» **What to produce**:
Below are records. Find each line in them that holds the word "green" and copy it.

*** Opening Records supplied ***

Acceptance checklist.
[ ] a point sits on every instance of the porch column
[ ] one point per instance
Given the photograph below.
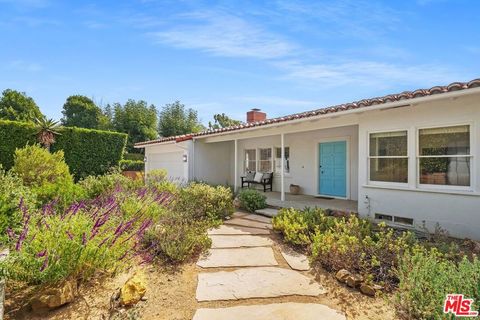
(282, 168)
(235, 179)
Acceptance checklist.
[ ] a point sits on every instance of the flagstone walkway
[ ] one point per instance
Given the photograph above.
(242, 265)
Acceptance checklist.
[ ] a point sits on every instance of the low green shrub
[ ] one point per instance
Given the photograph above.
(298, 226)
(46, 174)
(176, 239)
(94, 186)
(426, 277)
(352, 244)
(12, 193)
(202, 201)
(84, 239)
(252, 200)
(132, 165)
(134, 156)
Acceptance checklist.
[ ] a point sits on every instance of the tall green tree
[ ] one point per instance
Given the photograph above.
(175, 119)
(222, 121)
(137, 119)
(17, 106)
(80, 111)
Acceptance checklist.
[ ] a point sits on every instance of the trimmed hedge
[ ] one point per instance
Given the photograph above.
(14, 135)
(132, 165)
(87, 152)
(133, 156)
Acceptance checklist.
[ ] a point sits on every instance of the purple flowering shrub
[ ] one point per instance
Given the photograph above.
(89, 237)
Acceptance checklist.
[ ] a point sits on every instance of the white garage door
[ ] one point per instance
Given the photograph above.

*** Closing Records supplied ***
*** Opening Records supplied ***

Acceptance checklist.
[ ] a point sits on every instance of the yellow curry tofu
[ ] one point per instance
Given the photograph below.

*** Closing Records supplied ***

» **Written response**:
[ ] a point sits on every instance of the low green shrub
[ ] a point sits on every instance of the tall green tree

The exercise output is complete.